─── Task inputs

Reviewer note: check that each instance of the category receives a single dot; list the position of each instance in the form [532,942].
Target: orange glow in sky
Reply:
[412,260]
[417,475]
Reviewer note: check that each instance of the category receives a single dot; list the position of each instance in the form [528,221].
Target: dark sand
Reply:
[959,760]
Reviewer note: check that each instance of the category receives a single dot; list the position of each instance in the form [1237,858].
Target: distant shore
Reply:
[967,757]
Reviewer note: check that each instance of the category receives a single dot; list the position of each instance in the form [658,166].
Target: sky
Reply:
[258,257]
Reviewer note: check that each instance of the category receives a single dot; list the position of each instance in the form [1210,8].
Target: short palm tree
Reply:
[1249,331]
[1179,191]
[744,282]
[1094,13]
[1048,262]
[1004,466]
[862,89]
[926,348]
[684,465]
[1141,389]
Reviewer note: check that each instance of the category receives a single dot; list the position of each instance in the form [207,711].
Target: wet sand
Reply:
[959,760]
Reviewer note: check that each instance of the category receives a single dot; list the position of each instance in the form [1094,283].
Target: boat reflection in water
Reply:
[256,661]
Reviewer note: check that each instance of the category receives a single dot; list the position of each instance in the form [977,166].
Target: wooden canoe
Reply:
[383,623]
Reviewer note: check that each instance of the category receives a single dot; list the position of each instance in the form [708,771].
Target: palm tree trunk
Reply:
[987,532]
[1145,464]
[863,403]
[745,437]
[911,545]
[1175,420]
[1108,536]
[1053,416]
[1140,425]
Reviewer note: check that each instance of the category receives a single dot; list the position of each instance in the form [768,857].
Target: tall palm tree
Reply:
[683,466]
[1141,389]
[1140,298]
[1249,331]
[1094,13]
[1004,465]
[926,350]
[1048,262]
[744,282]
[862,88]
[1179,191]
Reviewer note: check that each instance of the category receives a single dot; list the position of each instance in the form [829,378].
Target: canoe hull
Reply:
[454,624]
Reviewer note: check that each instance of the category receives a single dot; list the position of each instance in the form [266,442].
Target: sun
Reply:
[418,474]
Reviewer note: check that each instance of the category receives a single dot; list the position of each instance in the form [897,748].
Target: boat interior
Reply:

──────

Show me every line in the data above that includes "canoe".

Target: wooden canoe
Target: canoe hull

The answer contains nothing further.